(Natural-language object grounding data)
_ _ _ _ _ _ _
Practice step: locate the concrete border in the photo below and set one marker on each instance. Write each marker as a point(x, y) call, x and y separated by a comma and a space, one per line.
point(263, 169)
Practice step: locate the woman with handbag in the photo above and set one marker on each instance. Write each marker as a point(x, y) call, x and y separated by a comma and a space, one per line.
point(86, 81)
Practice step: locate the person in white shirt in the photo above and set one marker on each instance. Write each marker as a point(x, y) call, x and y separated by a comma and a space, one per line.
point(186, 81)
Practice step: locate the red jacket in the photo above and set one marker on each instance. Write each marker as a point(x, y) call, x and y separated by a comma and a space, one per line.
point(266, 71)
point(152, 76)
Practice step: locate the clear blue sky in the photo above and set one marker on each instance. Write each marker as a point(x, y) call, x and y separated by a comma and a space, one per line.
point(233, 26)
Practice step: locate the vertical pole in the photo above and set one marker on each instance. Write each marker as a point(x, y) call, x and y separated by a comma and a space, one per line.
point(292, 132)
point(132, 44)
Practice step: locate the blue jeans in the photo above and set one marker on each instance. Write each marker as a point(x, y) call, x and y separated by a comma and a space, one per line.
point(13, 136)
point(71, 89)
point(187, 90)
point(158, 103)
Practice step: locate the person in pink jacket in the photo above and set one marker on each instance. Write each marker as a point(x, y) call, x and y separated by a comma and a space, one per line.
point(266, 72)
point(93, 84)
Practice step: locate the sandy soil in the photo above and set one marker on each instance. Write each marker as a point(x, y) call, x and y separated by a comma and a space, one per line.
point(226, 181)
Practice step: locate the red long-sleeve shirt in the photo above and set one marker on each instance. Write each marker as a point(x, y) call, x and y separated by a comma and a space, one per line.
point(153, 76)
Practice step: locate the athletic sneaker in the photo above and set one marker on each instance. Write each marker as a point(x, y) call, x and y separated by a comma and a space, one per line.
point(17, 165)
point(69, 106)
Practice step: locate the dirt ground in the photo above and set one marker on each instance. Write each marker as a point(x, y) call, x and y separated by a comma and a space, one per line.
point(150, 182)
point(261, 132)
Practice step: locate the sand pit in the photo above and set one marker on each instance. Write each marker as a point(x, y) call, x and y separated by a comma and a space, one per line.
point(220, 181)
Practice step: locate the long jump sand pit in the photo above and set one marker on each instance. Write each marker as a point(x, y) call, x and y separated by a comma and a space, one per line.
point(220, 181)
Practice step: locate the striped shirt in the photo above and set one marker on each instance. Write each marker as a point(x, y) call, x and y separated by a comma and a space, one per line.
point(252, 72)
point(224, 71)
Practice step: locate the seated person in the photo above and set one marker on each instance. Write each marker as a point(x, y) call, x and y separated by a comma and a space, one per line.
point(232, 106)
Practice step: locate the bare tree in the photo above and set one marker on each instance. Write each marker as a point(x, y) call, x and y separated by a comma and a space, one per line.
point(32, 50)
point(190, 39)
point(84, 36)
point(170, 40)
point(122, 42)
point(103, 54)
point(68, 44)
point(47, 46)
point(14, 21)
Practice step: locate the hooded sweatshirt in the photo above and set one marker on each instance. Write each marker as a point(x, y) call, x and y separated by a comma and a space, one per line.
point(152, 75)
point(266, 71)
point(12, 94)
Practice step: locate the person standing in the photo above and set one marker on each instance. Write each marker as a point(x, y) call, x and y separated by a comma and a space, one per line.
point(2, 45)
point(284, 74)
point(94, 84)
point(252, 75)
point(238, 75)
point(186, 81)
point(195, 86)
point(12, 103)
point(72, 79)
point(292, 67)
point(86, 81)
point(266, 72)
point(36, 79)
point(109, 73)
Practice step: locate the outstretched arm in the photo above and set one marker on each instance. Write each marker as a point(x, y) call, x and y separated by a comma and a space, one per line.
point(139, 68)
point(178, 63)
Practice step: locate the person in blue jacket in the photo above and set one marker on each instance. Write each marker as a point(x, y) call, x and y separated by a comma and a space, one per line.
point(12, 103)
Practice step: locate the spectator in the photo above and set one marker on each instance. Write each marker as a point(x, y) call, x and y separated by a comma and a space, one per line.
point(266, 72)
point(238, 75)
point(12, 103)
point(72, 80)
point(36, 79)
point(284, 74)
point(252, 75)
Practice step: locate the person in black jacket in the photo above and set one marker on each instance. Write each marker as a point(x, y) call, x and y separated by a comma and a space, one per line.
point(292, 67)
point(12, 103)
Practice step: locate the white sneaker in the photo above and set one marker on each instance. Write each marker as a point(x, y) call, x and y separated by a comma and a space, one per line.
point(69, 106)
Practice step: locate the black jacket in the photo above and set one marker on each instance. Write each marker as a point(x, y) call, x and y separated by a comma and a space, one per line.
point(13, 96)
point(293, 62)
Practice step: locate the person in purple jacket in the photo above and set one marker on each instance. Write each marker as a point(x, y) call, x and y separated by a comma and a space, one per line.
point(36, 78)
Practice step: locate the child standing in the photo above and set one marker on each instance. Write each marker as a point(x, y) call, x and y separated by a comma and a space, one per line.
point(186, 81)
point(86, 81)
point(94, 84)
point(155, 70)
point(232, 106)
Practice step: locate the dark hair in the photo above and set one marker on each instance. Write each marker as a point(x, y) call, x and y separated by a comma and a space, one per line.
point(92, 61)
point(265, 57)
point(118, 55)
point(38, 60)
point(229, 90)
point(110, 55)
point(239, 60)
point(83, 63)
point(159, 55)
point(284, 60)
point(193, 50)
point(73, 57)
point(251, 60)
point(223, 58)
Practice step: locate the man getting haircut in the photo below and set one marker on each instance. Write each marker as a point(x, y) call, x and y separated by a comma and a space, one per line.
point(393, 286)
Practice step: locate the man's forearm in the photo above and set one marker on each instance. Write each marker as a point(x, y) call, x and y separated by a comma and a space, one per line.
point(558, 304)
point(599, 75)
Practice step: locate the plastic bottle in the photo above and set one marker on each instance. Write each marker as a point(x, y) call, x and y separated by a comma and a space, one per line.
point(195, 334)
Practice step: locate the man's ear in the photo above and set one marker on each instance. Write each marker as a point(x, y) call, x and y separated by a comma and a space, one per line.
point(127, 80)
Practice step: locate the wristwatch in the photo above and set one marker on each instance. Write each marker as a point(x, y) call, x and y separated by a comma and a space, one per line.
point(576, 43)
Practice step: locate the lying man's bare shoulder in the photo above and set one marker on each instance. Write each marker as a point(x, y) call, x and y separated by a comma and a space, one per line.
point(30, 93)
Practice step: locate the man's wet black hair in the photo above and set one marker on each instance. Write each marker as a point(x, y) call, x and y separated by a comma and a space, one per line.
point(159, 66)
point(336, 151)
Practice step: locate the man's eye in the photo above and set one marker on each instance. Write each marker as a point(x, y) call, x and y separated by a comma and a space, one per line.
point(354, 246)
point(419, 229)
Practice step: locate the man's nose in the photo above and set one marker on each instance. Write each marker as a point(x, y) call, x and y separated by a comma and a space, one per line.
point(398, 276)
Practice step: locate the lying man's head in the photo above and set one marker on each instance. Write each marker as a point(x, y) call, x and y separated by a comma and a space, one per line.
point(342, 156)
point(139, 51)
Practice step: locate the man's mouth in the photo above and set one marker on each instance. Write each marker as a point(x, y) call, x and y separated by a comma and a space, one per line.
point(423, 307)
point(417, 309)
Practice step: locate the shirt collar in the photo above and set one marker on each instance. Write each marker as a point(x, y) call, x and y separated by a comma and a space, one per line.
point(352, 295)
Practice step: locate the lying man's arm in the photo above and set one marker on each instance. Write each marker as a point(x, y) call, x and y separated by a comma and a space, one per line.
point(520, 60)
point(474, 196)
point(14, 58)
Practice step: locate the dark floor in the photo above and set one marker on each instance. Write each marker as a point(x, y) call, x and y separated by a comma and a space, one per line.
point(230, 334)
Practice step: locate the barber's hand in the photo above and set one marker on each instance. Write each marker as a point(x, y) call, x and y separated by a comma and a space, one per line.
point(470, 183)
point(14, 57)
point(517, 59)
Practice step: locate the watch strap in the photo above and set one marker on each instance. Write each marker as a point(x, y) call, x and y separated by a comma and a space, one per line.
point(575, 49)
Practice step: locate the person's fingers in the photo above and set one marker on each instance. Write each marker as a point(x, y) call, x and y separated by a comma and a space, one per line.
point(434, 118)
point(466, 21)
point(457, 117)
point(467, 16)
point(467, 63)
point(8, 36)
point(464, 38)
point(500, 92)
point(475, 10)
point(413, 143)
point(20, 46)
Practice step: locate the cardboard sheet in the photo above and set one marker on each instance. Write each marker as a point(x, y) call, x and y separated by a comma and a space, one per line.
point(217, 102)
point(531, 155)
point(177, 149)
_ _ _ _ _ _ _
**Exercise:**
Repeat only the lines running from the line that contains "Practice step: locate the lying man's arm" through the last line above, inclusive.

**Written response:**
Practice step: locate the lying man's arm in the photo above and set one marker on each instance. Write each marker as a point(x, y) call, x and y separated by a comma and a space, one per line.
point(520, 60)
point(474, 196)
point(14, 58)
Practice step: locate the dark floor in the photo above and set one marker on each instance. Write each marker as a point(x, y) call, x and y separated by a comma and a space, one per line.
point(230, 334)
Practice step: locate the barber's hand in the photo above and set one marker on each instance. Write each marker as a point(x, y) call, x and y separated by a comma and a space, one per line.
point(470, 183)
point(14, 57)
point(517, 59)
Practice step: locate the watch strap in the photo above and set one marker on each instance. Write each marker as a point(x, y) call, x and y separated by a comma and a space, one per line.
point(575, 49)
Practice step: locate the person's fingers in the photo above and set one marker on each instance. Write each marker as a point(x, y) call, x and y separated by a comma and a space, one per line.
point(434, 118)
point(466, 21)
point(457, 117)
point(467, 16)
point(467, 63)
point(8, 36)
point(464, 38)
point(500, 92)
point(475, 10)
point(413, 143)
point(20, 46)
Practice step: locate the cardboard sheet in the photo above and set one marker on each instance. Write each marker as a point(x, y) call, x and y separated by a comma and a space, one per line.
point(217, 102)
point(531, 155)
point(177, 149)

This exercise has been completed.